Material provided:
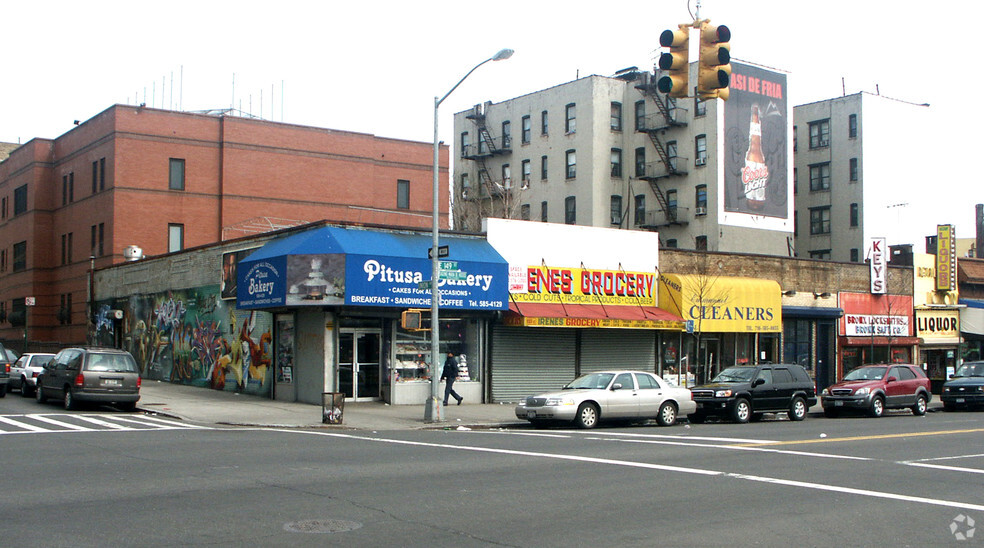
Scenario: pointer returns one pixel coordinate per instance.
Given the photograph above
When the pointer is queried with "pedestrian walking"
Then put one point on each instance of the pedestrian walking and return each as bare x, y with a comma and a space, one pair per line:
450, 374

...

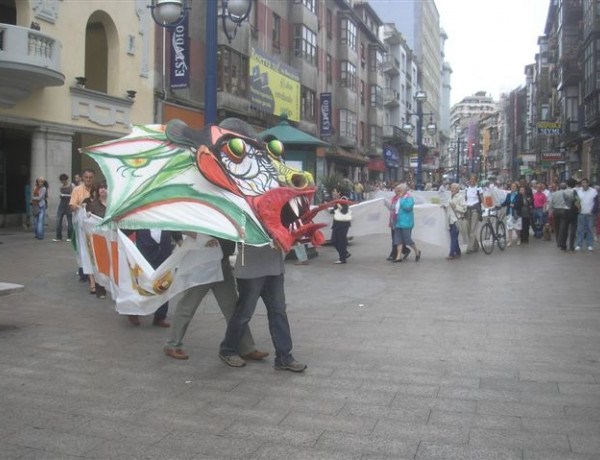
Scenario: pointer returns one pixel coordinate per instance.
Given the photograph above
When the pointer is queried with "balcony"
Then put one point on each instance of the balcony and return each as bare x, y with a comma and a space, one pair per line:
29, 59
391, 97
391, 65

Goal: Report each line of the items above that contains the word "bare".

Task solution:
Then put one point on each instance of the pedestrian walking and return each as bare x, y with a comma and a space, one pair per line:
Then put one point on each instance of the balcony and return each as bare x, y with a comma and a space, one pair per line:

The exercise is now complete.